Copy out the material that follows verbatim, reproducing every line without alteration.

=-=-=

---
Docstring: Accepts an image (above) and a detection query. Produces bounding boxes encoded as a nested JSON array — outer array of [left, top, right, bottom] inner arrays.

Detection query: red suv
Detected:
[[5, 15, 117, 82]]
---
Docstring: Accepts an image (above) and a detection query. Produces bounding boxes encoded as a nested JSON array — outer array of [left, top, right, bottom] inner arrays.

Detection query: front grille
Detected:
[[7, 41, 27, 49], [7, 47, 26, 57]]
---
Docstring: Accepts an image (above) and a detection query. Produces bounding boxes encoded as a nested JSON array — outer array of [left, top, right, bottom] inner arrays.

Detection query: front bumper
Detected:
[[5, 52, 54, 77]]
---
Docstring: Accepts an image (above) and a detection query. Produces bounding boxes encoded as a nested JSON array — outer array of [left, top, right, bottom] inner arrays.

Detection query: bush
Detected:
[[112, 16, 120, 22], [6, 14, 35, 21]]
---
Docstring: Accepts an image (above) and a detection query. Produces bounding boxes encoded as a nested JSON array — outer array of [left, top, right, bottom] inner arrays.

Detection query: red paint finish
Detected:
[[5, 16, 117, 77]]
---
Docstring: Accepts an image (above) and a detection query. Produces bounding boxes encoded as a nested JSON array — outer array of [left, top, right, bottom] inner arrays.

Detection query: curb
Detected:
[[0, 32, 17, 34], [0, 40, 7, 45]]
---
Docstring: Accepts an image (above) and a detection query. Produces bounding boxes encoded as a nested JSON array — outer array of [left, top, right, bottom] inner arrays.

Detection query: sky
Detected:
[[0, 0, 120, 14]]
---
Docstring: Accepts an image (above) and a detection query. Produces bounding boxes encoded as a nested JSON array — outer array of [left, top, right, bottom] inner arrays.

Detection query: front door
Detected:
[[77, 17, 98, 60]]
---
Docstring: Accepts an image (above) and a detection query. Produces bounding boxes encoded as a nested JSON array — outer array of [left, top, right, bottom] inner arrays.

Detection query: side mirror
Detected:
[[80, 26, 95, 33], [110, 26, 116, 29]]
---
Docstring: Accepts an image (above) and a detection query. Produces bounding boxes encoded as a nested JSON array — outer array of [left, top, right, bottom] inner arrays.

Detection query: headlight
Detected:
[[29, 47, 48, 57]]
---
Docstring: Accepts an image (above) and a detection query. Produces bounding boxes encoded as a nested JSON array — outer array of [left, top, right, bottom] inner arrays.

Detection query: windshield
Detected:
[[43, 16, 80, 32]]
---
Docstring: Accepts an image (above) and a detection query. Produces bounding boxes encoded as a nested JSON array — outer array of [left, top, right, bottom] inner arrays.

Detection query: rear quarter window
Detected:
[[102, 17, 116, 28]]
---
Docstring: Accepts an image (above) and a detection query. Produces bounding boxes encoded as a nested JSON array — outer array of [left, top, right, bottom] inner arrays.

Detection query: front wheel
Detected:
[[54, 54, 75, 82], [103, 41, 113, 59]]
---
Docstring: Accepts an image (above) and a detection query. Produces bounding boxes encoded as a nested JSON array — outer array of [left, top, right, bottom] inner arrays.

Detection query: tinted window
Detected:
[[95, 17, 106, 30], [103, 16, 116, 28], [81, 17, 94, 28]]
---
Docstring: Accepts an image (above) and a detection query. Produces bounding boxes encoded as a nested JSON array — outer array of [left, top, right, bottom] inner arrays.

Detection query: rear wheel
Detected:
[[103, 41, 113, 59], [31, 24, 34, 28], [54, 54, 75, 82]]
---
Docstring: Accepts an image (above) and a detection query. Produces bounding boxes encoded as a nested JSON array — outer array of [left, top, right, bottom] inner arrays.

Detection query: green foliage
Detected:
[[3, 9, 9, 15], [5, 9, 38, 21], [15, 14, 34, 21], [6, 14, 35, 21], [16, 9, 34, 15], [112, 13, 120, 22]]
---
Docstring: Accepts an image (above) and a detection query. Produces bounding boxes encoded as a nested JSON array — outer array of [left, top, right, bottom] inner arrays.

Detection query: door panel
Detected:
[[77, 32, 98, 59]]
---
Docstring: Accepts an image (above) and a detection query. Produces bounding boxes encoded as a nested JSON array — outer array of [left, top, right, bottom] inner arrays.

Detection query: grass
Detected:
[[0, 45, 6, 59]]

=-=-=

▶ [Exercise response]
---
Docstring: Accepts an image (above) and a detection query. Produces bounding boxes encoded as a nested JSON array — outer array of [left, top, right, bottom] inner arrays.

Detection query: red suv
Detected:
[[5, 15, 117, 82]]
---
Docstring: Accepts an image (above) and a detection query. Produces bounding boxes encoded as a nested JSON array — outer array of [left, top, right, bottom] inner arrays.

Detection query: front grille
Detected:
[[7, 41, 27, 49], [7, 47, 26, 57]]
---
Docstring: Accepts an image (above) and a detection query. Produces bounding boxes encoded as a nested JSON array — outer array of [left, top, right, bottom] inner arrays.

Detection query: front bumper
Detected:
[[5, 52, 54, 77]]
---
Docstring: Accepts an image (above) and a detection query. Produces bounding boxes encoded as a nested JSON array — outer array of [left, top, right, bottom] inner arrays.

Detection query: bush
Detected:
[[112, 16, 120, 22], [6, 14, 35, 21]]
---
Docstring: Accepts an image (above) and a detection query. Produces bounding boxes encoded as a nested JSON array — outer array of [left, top, right, bottom] inner arrays.

Detection query: red paint finish
Detected:
[[5, 16, 117, 77]]
---
Docstring: Accepts an image (above) and a detection query. Produces bounding boxes encoded as a nested JSON array — outer array of [left, top, right, bottom] inner arrays.

Detection query: curb
Detected:
[[0, 32, 17, 34], [0, 40, 7, 45]]
---
Docstring: Accepts an image (above) and a detection query. Produces bounding boxes encoded as a nested JSON array — outer array of [left, top, right, bottom] inner arrays.

Detection query: sky
Detected:
[[0, 0, 120, 14]]
---
Docstring: Accepts an image (above) and a detection query. Produces bounding boxes encoded as a nested JSON array — outer array of [left, top, right, bottom] inner arrays.

Detection query: front door
Detected:
[[77, 17, 98, 60]]
---
Docstring: Accepts an image (above) and a detection query. Produces bounding boxes encoded as a nested JSON array — outer array of [left, top, right, bottom] inner arrays.

Detection query: side mirror
Detected:
[[80, 26, 95, 33], [110, 26, 116, 29]]
---
Docstring: Accepts an image (above) and a detection query. Produces bounding boxes encoded as a nested JSON array — outer array of [left, top, right, bottom] inner arrays.

Detection query: headlight
Detected:
[[29, 47, 48, 57]]
---
Docstring: Accepts an image (above) and a detection query. Produces bounding boxes encoded as a nested JSON array — outer array of [left, top, right, bottom] inner arrays.

Detection query: windshield
Detected:
[[43, 16, 80, 32]]
---
Docstring: Accepts an image (above) and a detection query. Produces bounding boxes encoded as a nested JSON array — outer array of [left, top, right, bottom] inner arrays.

Detection query: rear quarter window
Detected:
[[102, 17, 116, 28]]
---
Docstring: Accepts an image (above) and a detection query. Produces bounding boxes encoded as a nested JSON array — outer array of [left, top, right, bottom] inner arrays.

Detection query: front wheel
Detected:
[[54, 54, 75, 82], [103, 41, 113, 59]]
---
Docstring: Accepts an image (above) and a detection query. Produces bounding boxes encoded as a nested JSON array — outer array of [left, top, right, bottom] inner arrays.

Detection query: tinted window
Detected:
[[95, 17, 106, 30], [103, 16, 116, 28], [81, 17, 94, 28]]
---
Docstring: Accepts an image (above) and a detection query. Produces bounding boxes encoded as a nested JSON array — outer array of [left, top, right, bottom] inner arrays.

Detection query: rear wheel
Detected:
[[103, 41, 113, 59], [31, 24, 34, 28], [54, 54, 75, 82]]
---
Docstring: Accepts an image (above) and a detection query. Produces bounding boxes encoded as a nested JSON array — outer array of [left, top, right, bottom] inner arrays.

Detection query: green foliage
Detected:
[[3, 9, 9, 15], [5, 9, 38, 21], [15, 14, 34, 21], [6, 14, 35, 21], [16, 9, 34, 15], [112, 13, 120, 22]]
---
Docstring: Accepts an image (above) and a detection query. Produces bounding boxes encoded as a nested JSON array — outer array of [left, top, right, bottom] inner arrays.

Detection query: door panel
Detected:
[[77, 32, 98, 59]]
---
Docstring: Accepts an image (above) and a detection query. Produces bounding boxes encoded as a nested JSON array — outer array of [left, top, right, bottom] inner arrays.

Detection query: grass
Detected:
[[0, 45, 6, 59]]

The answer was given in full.